00:01.0 ff00: 103c:1303 (rev ff) (prog-if ff)
        !!! Unknown header type 7f

00:01.1 0780: 103c:1302 (rev ff) (prog-if ff)
        !!! Unknown header type 7f

00:01.2 0700: 103c:1048 (rev ff) (prog-if ff)
        !!! Unknown header type 7f

00:02.0 0c03: 1033:0035 (rev ff) (prog-if ff)
        !!! Unknown header type 7f

00:02.1 0c03: 1033:0035 (rev ff) (prog-if ff)
        !!! Unknown header type 7f

00:02.2 0c03: 1033:00e0 (rev ff) (prog-if ff)
        !!! Unknown header type 7f


00:03.0 0300: 1002:515e (rev ff) (prog-if ff)
        !!! Unknown header type 7f


- At times, the serial console would become unresponsive

How reproducible:

Somewhat random.  Once it occurs it becomes more consistent.
Frequency higher if kernel does NOT direct output to a serial console.


Steps to Reproduce:

- ensure primary console is VGA (through conconfig in EFI)
- install RHEL5.2 on rx2660 via graphics head

Actual results:

Some graphics hangs, blackouts.

Expected results:

Works.

Additional info:

We have a system in Atlanta that shows this problem.   Am attempting to gather
kdump information.

Customer in Mexico experiencing problem.  

sosreport attached is from system in Atlanta lab.

On Mon, 2008-06-16 at 21:39 +0000, Red Hat Issue Tracker wrote:
> I'll see if I can track down one of our rx2660's here so I can hand an
> engineer a system that reproduces the problem. In the meantime, how
> critical is this issue to the customer? These days one typically
> doesn't associate Itaniums with desk-side systems that are used
> graphically...

The criticality is unclear.  This is a new customer to HP,
and the first experience they had with the machine was the
problems during installation.   As a result, they are left
with very bad impressions of the hardware and with the
Red Hat OS.

You may need to reboot several times.  Concurrent access
to the MP console may also be necessary, but it is not
clear.   In my testing after a cold boot, I had 6 or 7
boots without an issue, and then 5 or 6 with the problem
followed by 2 or 3 with no problem.

I think think this needs at least a medium priority since:

- there are no release notes on this issue and no warning to
 avoid graphical installation or usage

- the kernel soft-lockups could lead to real panic

- the serial console has also become inoperable during the
 soft-lockups, reducing the amount of control the user has
 over the system

My guess is that this is somehow related to the ILO2
functionality that is new with this machine.   The lspci
output seems to illustrate that.

Rick

Rick,

I seem to have duplicated the problem our customer sees. Here's a couple of
notes from my testing:

- The issue seems to occur far more regularly when the remote console is open
and being used, however it did occur once without the console open as well.
- It also seems to occur more regularly with the Xen kernel, however I was able
to trigger it with the bare-metal kernel as well (Xorg.0.log and softlockup
message attached from that session)

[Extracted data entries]
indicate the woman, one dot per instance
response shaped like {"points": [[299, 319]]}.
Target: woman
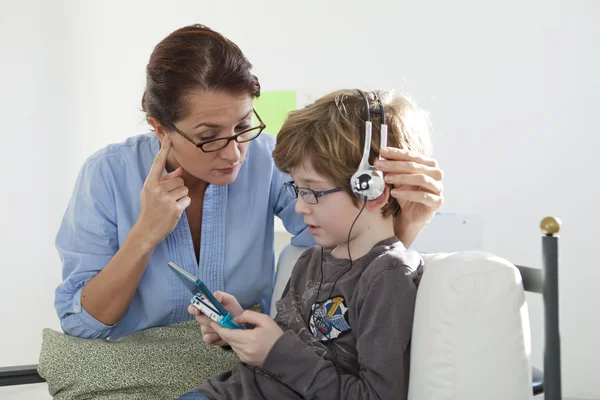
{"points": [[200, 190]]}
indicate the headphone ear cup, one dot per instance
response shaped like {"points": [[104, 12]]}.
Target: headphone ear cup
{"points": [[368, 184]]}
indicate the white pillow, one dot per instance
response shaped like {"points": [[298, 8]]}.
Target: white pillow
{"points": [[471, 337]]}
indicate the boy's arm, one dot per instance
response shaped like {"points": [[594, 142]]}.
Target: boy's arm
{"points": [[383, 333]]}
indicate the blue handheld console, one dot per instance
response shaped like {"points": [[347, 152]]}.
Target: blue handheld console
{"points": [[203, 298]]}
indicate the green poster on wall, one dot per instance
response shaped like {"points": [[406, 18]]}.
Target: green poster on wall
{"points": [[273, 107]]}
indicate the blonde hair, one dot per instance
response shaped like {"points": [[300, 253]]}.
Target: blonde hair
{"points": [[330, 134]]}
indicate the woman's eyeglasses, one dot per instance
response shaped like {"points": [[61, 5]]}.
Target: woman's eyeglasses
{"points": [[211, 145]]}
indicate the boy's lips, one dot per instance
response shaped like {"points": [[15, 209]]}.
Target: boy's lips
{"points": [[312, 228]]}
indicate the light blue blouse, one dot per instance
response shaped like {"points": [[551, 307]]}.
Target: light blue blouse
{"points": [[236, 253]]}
* * *
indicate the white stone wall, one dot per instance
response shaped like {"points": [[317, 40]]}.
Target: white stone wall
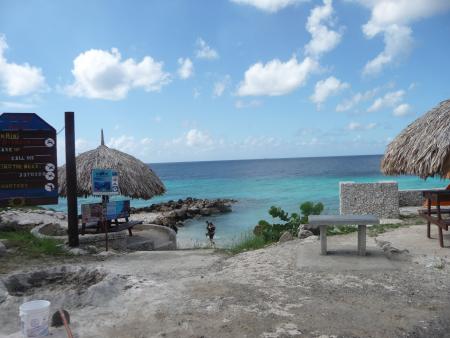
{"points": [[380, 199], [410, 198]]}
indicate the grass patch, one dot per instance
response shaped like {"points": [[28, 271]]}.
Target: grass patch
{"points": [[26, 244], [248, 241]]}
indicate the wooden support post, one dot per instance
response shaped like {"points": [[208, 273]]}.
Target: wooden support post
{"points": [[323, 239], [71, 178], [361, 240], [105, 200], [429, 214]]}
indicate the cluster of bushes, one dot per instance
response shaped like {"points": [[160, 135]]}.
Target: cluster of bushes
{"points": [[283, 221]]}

Written request 1 — List every reason the bug report gives for assigning this issue at least a medium priority.
Written request 2 — Please output the passage of the bug report from "00:02.0 0c03: 1033:0035" to "1002:515e (rev ff) (prog-if ff)", copied word for word.
The records are separate material and unrelated to the bug report.

Complete answer 1 —
- There are no release notes on this issue and no warning to avoid graphical installation or usage.
- The kernel soft-lockups could lead to real panic.
- The serial console has also become inoperable during the soft-lockups, reducing the amount of control the user has over the system.

Complete answer 2 —
00:02.0 0c03: 1033:0035 (rev ff) (prog-if ff)
        !!! Unknown header type 7f

00:02.1 0c03: 1033:0035 (rev ff) (prog-if ff)
        !!! Unknown header type 7f

00:02.2 0c03: 1033:00e0 (rev ff) (prog-if ff)
        !!! Unknown header type 7f


00:03.0 0300: 1002:515e (rev ff) (prog-if ff)